- _TASK INSTRUCTIONS_: Copy everything in the Sachs homogenization text from "We present here" down to "are always invertible.", substituting "stiffness matrices" for "tangent operators".

We present here an implementation of Sachs homogenization scheme [1] using BehaviourVariable keyword. This implementation allows using arbitrary local behaviours on each phase, providing that the local tangent operators are always invertible.

This tutorial first recalls the presentation of Sachs scheme, which introduces the unknown stress, uniform in the composite material. This unknown leads to an unusual stress-driven problem, and here the residues of the non-linear system are scaled with a reference stress, in order that the Jacobian matrix remains well-conditioned. This matrix remains theoretically invertible for some conditions on local behaviours (positive work hardening, no damage…).

Sachs homogenization scheme

Sachs/Reuss scheme makes the hypothesis of a uniform stress \(\underline{\Sigma}\) in the heterogeneous material: \[\begin{aligned} \underline{\sigma}^i &= \underline{\Sigma }\\ \end{aligned}\] where \(\underline{\sigma}^i\) stress field in phase \(i\). The macroscopic strain \(\underline{E}\) is defined as the average of strain field: dans le volume élémentaire représentatif (VER) : \[\begin{aligned} \underline{E} &= \sum_{i=1}^{N}f_i\,\underline{\varepsilon}^i \\ \end{aligned}\] where \(N\) is the number of phases, \(f_i\) is the volume fraction of phase \(i\) and \(\underline{\varepsilon}^i\) is the strain field in phase \(i\) (given by the behaviour law). We can show that the macroscopic tangent operator is given by \[\begin{aligned} \dfrac{\mathrm{d}\underline{\Sigma}}{\mathrm{d}\underline{E}} &= \left({\displaystyle \frac{\displaystyle \partial \underline{E}}{\displaystyle \partial \underline{\Sigma}}}\right)^{-1}=\left(\sum_{i=1}^{N}f_i\,{\displaystyle \frac{\displaystyle \partial \underline{\varepsilon}^i}{\displaystyle \partial \underline{\Sigma}}}\right)^{-1}=\left(\sum_{i=1}^{N}f_i\,\left({\displaystyle \frac{\displaystyle \partial \underline{\sigma}^i}{\displaystyle \partial \underline{\varepsilon}^i}}\right)^{-1}\right)^{-1}\\ \end{aligned}\]

Resolution of the non-linear system

The time interval is discretized and the unknowns are the increments of the variables. The problem to solve is the following:

\(\left\{ \begin{aligned} &\Delta\underline{\Sigma }- \Delta\underline{\sigma}^i\left(\underline{\varepsilon}^i,\Delta\underline{\varepsilon}^i\right)= 0 \qquad \forall i\\ &\Delta\underline{E}-\sum_{i=1}^{N}f_i\,\Delta\underline{\varepsilon}^i = 0\\ \end{aligned}\right.\)

- _STORED DATA_:
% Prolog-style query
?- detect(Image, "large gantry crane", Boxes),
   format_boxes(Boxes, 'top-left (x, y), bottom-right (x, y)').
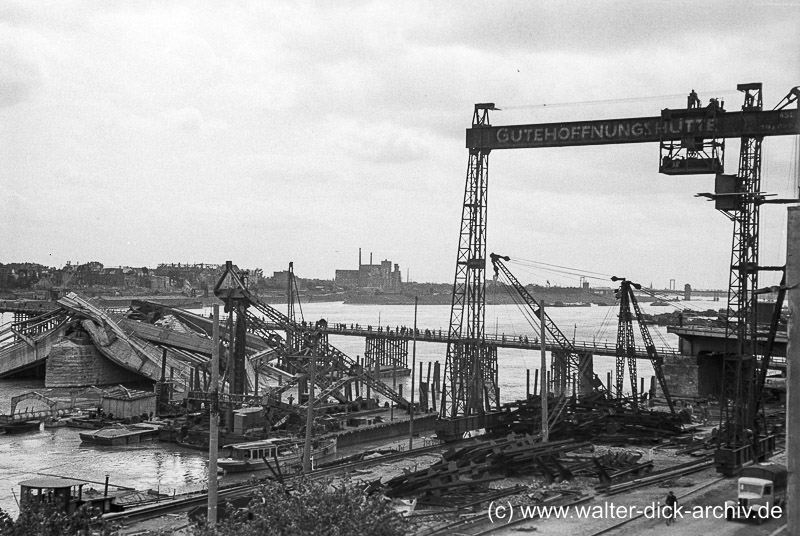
top-left (439, 83), bottom-right (800, 452)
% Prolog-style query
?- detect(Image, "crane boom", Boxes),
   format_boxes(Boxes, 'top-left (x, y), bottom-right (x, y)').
top-left (489, 253), bottom-right (605, 398)
top-left (611, 277), bottom-right (675, 415)
top-left (214, 262), bottom-right (409, 407)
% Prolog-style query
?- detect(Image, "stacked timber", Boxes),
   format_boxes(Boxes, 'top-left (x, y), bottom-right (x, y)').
top-left (491, 394), bottom-right (684, 444)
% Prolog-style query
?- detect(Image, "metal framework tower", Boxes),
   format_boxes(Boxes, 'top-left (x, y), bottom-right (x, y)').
top-left (440, 103), bottom-right (499, 418)
top-left (718, 83), bottom-right (763, 454)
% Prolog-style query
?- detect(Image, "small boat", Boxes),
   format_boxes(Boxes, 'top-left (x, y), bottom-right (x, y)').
top-left (78, 424), bottom-right (158, 446)
top-left (217, 437), bottom-right (336, 474)
top-left (3, 419), bottom-right (42, 434)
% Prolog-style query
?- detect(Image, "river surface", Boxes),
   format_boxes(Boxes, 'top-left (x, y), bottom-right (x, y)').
top-left (0, 300), bottom-right (722, 515)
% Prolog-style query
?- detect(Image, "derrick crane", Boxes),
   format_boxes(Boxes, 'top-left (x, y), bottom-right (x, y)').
top-left (440, 80), bottom-right (800, 444)
top-left (440, 103), bottom-right (500, 431)
top-left (489, 253), bottom-right (605, 402)
top-left (214, 261), bottom-right (409, 408)
top-left (611, 276), bottom-right (675, 415)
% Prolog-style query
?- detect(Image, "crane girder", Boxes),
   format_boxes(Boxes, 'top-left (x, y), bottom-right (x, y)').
top-left (466, 109), bottom-right (800, 151)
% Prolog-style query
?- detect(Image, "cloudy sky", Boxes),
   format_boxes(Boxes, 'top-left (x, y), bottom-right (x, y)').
top-left (0, 0), bottom-right (800, 288)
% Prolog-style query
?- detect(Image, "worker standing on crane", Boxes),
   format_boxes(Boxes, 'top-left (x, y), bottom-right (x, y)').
top-left (687, 90), bottom-right (700, 108)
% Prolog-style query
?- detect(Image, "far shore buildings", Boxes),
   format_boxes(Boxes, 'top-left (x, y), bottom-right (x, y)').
top-left (336, 248), bottom-right (402, 291)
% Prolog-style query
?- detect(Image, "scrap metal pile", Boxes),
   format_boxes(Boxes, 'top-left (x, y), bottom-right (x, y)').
top-left (484, 393), bottom-right (683, 444)
top-left (378, 434), bottom-right (653, 508)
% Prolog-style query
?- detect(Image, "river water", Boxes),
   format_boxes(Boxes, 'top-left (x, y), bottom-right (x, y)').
top-left (0, 301), bottom-right (720, 515)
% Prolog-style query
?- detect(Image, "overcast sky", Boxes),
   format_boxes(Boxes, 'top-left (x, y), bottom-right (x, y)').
top-left (0, 0), bottom-right (800, 288)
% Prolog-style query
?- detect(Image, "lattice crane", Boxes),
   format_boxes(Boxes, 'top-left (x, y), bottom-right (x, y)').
top-left (611, 276), bottom-right (675, 415)
top-left (214, 261), bottom-right (409, 407)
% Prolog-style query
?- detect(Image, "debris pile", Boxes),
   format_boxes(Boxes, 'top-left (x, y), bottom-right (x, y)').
top-left (378, 434), bottom-right (653, 508)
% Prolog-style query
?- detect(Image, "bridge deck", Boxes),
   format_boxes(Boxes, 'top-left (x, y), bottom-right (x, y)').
top-left (258, 323), bottom-right (680, 359)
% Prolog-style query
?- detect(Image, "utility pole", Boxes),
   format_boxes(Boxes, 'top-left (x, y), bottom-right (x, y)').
top-left (539, 302), bottom-right (550, 443)
top-left (408, 296), bottom-right (422, 450)
top-left (208, 303), bottom-right (219, 527)
top-left (786, 206), bottom-right (800, 536)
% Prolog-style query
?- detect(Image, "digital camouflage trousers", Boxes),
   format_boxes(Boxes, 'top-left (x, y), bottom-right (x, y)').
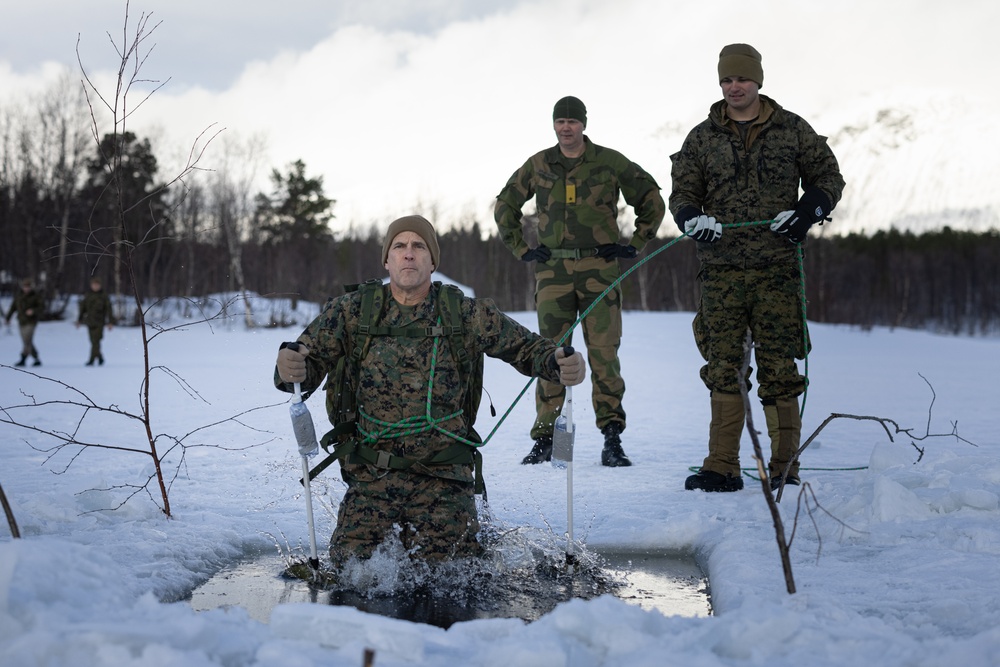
top-left (330, 469), bottom-right (482, 565)
top-left (693, 263), bottom-right (809, 402)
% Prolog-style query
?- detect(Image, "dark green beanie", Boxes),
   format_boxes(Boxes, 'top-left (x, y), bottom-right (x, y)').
top-left (552, 95), bottom-right (587, 127)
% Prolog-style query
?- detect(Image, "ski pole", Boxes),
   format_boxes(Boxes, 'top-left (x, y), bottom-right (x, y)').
top-left (288, 370), bottom-right (319, 572)
top-left (552, 346), bottom-right (576, 572)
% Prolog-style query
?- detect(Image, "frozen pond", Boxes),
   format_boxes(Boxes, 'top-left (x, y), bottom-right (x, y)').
top-left (190, 551), bottom-right (711, 628)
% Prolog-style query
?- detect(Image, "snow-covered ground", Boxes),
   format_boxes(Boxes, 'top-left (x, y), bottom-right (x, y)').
top-left (0, 294), bottom-right (1000, 667)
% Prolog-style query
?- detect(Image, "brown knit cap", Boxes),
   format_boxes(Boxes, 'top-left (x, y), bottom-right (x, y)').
top-left (382, 215), bottom-right (441, 269)
top-left (719, 44), bottom-right (764, 88)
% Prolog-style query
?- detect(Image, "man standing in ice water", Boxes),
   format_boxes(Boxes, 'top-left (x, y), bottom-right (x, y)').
top-left (275, 215), bottom-right (586, 565)
top-left (669, 44), bottom-right (844, 491)
top-left (494, 97), bottom-right (666, 467)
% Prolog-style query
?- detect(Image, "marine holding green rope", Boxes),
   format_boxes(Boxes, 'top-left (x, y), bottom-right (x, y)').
top-left (275, 215), bottom-right (586, 565)
top-left (669, 44), bottom-right (844, 491)
top-left (494, 97), bottom-right (666, 467)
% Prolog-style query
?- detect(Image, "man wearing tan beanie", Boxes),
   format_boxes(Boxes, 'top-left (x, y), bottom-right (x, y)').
top-left (669, 44), bottom-right (844, 491)
top-left (274, 215), bottom-right (586, 566)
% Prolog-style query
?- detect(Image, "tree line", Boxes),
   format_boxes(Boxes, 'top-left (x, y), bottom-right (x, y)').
top-left (0, 90), bottom-right (1000, 334)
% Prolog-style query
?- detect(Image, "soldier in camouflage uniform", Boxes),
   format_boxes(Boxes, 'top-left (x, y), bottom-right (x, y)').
top-left (6, 278), bottom-right (45, 366)
top-left (76, 276), bottom-right (114, 366)
top-left (670, 44), bottom-right (844, 491)
top-left (494, 97), bottom-right (666, 467)
top-left (275, 215), bottom-right (586, 565)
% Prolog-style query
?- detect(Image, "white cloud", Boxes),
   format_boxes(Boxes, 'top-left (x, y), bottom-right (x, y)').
top-left (0, 0), bottom-right (1000, 234)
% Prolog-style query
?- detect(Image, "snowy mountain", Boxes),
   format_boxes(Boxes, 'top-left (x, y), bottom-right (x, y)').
top-left (807, 91), bottom-right (1000, 233)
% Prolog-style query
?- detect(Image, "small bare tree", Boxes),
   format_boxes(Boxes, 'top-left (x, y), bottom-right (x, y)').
top-left (0, 2), bottom-right (273, 517)
top-left (737, 329), bottom-right (977, 595)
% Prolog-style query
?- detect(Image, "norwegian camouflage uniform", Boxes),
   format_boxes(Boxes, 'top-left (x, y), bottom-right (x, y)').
top-left (274, 284), bottom-right (559, 564)
top-left (669, 95), bottom-right (844, 476)
top-left (76, 283), bottom-right (114, 366)
top-left (495, 137), bottom-right (666, 439)
top-left (6, 283), bottom-right (45, 366)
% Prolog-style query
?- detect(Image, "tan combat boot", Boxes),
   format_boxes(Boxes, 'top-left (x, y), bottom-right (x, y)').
top-left (684, 392), bottom-right (746, 491)
top-left (764, 397), bottom-right (802, 489)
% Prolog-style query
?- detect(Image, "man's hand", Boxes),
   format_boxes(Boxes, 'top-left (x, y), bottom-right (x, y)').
top-left (684, 213), bottom-right (722, 243)
top-left (275, 343), bottom-right (309, 384)
top-left (556, 347), bottom-right (587, 387)
top-left (771, 187), bottom-right (831, 243)
top-left (597, 243), bottom-right (639, 261)
top-left (521, 245), bottom-right (552, 262)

- _SOLUTION FOR THIS EXERCISE_:
We present here an implementation of Sachs homogenization scheme [1] using BehaviourVariable keyword. This implementation allows using arbitrary local behaviours on each phase, providing that the local stiffness matrices are always invertible.